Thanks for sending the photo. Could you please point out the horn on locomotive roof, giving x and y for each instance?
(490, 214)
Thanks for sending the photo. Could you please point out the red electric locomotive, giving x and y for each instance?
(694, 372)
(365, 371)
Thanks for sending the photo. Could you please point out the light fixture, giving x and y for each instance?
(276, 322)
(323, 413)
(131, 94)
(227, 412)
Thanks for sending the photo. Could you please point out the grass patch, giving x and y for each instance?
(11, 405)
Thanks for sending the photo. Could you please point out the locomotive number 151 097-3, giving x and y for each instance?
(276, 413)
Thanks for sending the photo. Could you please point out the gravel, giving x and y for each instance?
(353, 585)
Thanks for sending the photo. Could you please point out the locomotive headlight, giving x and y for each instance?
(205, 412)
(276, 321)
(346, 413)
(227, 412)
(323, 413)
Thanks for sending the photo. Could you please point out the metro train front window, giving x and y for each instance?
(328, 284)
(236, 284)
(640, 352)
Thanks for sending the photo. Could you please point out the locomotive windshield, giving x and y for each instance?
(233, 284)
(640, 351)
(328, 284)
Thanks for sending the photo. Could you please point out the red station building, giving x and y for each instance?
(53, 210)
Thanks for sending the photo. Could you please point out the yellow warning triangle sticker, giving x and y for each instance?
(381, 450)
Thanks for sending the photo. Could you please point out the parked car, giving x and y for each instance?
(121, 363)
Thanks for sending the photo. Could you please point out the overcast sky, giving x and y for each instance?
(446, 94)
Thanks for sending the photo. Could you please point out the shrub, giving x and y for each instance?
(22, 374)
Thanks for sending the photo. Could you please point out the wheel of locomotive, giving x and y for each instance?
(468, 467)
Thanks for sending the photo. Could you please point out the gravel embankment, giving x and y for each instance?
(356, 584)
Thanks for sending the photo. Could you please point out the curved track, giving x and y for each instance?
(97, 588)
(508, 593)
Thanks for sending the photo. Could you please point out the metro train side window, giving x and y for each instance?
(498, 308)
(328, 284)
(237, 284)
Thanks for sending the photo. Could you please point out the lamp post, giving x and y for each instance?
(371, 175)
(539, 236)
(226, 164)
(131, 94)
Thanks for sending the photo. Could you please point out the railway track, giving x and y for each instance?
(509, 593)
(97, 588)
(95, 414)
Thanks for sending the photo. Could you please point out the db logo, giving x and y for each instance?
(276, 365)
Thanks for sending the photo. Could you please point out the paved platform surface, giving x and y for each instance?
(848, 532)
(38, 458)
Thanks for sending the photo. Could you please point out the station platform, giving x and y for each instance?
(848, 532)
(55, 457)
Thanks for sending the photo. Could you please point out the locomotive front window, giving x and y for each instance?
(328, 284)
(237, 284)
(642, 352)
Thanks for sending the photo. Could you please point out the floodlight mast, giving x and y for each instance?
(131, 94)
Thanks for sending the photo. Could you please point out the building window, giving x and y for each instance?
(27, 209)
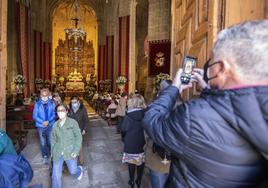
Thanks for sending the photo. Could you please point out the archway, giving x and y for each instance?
(61, 19)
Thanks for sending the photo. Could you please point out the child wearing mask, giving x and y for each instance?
(78, 112)
(65, 145)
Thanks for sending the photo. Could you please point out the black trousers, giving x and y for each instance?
(132, 168)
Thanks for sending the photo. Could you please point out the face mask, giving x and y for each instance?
(206, 67)
(44, 99)
(62, 115)
(75, 105)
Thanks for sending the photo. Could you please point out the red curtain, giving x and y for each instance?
(38, 46)
(47, 64)
(101, 63)
(110, 58)
(123, 63)
(23, 34)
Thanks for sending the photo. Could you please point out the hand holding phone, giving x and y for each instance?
(189, 64)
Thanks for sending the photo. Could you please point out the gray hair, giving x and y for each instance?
(246, 46)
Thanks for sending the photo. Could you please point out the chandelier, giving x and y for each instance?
(75, 32)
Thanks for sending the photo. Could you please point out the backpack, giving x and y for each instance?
(161, 152)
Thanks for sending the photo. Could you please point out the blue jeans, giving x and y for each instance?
(45, 140)
(158, 180)
(57, 171)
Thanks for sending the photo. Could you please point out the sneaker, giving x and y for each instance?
(81, 175)
(45, 160)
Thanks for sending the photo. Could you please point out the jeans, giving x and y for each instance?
(120, 121)
(45, 140)
(74, 170)
(158, 180)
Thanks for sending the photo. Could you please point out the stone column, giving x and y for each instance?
(3, 62)
(132, 45)
(159, 24)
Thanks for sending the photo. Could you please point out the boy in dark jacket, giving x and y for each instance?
(219, 140)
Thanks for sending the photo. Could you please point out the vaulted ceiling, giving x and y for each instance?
(96, 5)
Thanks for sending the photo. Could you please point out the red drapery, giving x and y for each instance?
(101, 63)
(38, 46)
(23, 33)
(123, 64)
(110, 58)
(47, 64)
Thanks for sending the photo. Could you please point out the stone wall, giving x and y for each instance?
(159, 19)
(159, 25)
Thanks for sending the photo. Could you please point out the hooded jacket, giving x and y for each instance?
(219, 140)
(39, 113)
(132, 132)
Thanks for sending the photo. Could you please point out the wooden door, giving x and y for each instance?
(196, 23)
(3, 60)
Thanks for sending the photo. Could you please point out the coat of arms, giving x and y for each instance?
(159, 59)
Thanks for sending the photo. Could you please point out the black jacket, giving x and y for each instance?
(80, 116)
(219, 140)
(133, 133)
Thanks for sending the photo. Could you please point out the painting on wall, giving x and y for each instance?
(159, 57)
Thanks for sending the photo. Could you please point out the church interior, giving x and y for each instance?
(84, 47)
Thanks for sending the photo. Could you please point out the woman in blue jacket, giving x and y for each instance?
(133, 137)
(44, 117)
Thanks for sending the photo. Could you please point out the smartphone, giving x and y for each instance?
(189, 64)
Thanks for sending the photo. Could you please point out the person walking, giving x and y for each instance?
(121, 111)
(133, 138)
(78, 112)
(44, 117)
(65, 144)
(15, 170)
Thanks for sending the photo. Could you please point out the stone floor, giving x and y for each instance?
(102, 149)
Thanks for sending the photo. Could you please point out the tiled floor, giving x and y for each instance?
(102, 149)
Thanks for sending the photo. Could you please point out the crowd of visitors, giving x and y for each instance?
(217, 140)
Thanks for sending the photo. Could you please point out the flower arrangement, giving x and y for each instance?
(38, 81)
(101, 82)
(160, 77)
(61, 79)
(20, 80)
(121, 80)
(108, 81)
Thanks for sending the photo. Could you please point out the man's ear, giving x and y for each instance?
(225, 68)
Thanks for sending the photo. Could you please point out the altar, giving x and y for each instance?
(75, 82)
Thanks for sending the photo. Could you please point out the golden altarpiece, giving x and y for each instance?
(71, 54)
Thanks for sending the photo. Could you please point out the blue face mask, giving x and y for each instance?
(206, 67)
(75, 105)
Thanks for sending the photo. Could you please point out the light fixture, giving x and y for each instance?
(75, 33)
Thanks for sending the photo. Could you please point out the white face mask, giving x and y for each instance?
(62, 115)
(44, 99)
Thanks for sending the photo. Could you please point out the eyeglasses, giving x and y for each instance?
(61, 110)
(206, 67)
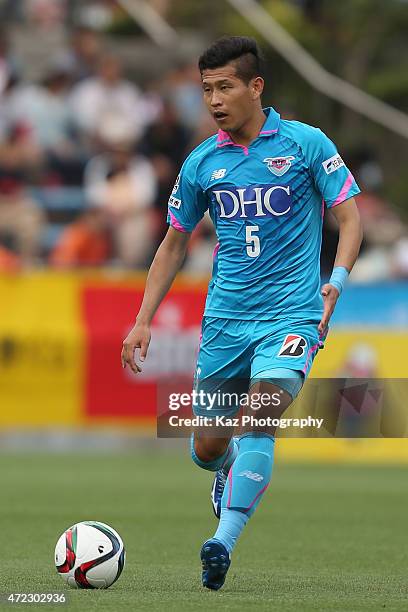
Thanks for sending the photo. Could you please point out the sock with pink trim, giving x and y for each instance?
(247, 481)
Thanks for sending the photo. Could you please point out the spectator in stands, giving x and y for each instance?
(105, 97)
(21, 221)
(9, 262)
(185, 94)
(86, 242)
(165, 143)
(44, 110)
(124, 185)
(84, 54)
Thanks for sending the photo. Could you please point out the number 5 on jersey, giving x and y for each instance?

┄┄┄┄┄┄┄┄┄┄

### TASK DESCRIPTION
Transcribe exactly the portion of the material above that runs from the line containing "ear, giving x and y for each instance?" through its last line, omitting all pictures.

### SOLUTION
Thanks for sending the photo. Could you please point out the man's ear, giving x and y for each instance?
(225, 68)
Thanks for sending the photo. Could you please point out the altar, giving x and y for each instance?
(75, 82)
Thanks for sending the photo. Could you please point out the golden altarpiece, giving x and y for each instance?
(71, 54)
Thanks for sending the photo. Could you please point out the blue face mask, giving x and y for each instance?
(206, 67)
(75, 105)
Thanks for sending the photo. Could you please point out the light fixture, giving x and y for each instance?
(75, 33)
Thanks for sending the photo. Could you please point out the white face mask, giving x and y for each instance?
(62, 115)
(44, 99)
Thanks for sending the photo. Could you please point out the eyeglasses, giving x and y for each instance?
(61, 110)
(206, 67)
Thanks for sending the photo. Could you please point out the sock with pink trim, giving x and y for each instance?
(247, 481)
Thanks for sending the photo. Could you please point out the spectator in stands, giving x and y for each instance?
(105, 97)
(21, 221)
(9, 262)
(185, 94)
(86, 242)
(165, 143)
(44, 110)
(124, 185)
(84, 54)
Thanks for sending the photo. Could you please point out the number 5 on jersey, giving x and y for each instance?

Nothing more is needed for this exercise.